■ **WHAT IS ASKED**:
Report every line in the data below that contains the word "field", copying each such line in full.

■ **EXTRACTED INFORMATION**:
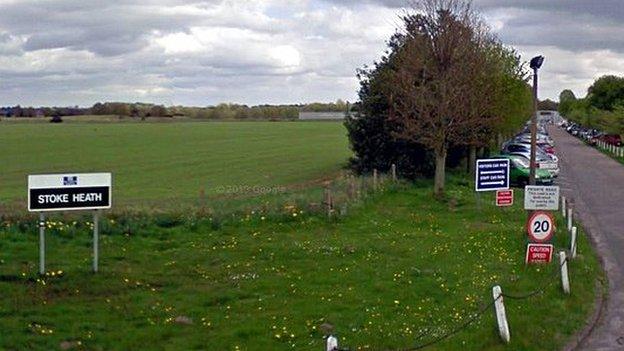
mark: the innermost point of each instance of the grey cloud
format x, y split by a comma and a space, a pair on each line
79, 52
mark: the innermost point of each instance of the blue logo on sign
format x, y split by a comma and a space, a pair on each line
73, 180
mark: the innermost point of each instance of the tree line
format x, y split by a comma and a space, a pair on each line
445, 88
602, 108
144, 110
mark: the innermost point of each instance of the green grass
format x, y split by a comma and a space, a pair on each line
397, 266
169, 164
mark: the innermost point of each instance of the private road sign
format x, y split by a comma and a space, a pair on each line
541, 197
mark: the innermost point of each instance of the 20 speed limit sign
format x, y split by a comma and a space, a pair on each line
541, 226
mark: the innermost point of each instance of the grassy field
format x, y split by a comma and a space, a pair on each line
397, 271
169, 164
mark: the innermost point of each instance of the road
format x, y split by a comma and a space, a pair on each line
595, 183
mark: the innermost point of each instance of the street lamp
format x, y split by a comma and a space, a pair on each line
535, 64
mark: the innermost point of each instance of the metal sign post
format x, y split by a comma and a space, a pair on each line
69, 192
96, 229
41, 243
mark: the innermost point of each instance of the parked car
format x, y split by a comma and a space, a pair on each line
613, 139
521, 147
519, 171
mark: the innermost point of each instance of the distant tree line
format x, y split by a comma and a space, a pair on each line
602, 108
227, 111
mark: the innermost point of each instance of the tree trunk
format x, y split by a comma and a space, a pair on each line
438, 182
472, 160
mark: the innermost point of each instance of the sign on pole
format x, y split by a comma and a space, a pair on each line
504, 197
66, 192
492, 174
539, 253
69, 192
540, 226
541, 197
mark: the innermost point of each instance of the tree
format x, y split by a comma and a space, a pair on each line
606, 93
566, 101
442, 85
547, 105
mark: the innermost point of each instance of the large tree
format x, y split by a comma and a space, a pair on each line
566, 101
443, 85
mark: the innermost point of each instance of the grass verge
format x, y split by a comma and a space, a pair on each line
399, 270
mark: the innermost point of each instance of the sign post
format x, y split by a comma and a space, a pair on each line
41, 243
492, 174
69, 192
540, 226
504, 198
96, 239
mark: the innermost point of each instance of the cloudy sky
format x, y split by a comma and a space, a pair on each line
77, 52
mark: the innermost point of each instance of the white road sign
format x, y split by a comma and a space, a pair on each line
541, 197
73, 191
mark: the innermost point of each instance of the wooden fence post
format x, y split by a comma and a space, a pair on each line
375, 178
501, 317
328, 201
565, 279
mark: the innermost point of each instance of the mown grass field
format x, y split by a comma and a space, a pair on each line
395, 272
171, 164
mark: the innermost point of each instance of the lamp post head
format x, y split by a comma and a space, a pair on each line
537, 62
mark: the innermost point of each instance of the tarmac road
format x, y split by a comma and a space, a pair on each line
595, 183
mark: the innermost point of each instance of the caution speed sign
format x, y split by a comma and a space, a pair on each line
541, 226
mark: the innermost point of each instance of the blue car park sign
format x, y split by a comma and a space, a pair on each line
492, 174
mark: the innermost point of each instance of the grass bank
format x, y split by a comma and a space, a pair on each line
171, 165
396, 271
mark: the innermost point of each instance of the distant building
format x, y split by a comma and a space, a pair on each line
321, 115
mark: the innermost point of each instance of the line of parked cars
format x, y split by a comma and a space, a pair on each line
518, 151
590, 135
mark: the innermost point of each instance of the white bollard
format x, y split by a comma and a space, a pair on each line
332, 343
501, 317
565, 280
573, 242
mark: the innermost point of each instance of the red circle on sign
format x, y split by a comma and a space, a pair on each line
541, 226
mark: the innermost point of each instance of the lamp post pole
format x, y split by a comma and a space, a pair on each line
536, 63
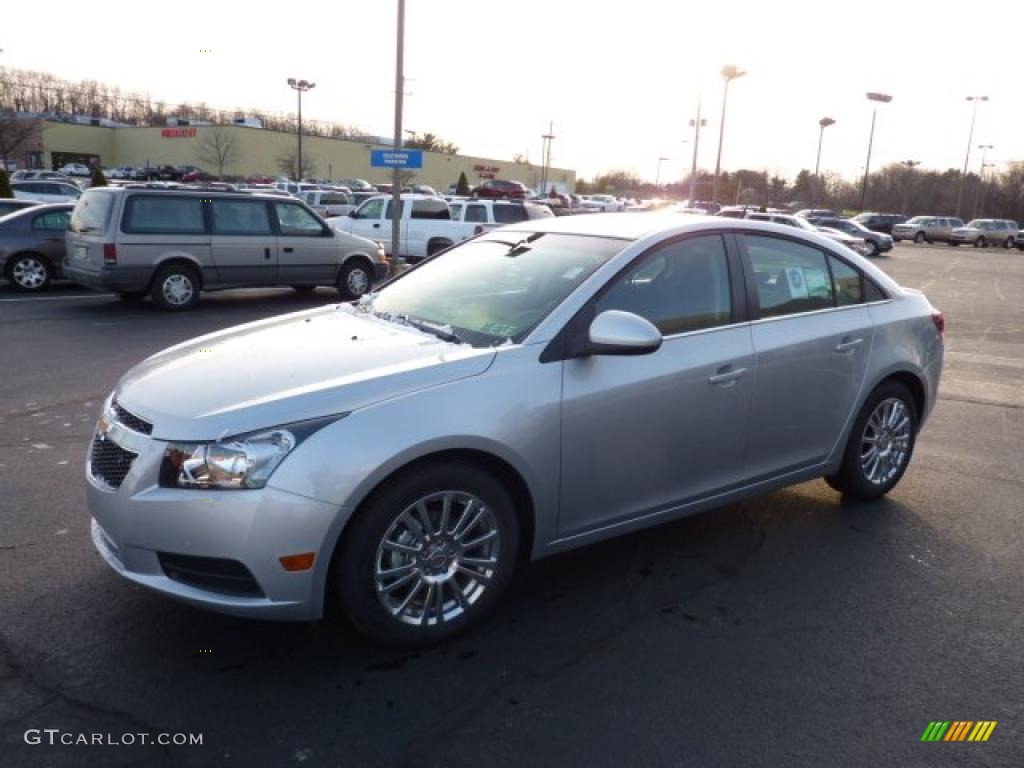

■ **RESPONSE**:
mark: the innermost point of each instance of the grassy field
mark: the innermost point of each instance of the mown grass field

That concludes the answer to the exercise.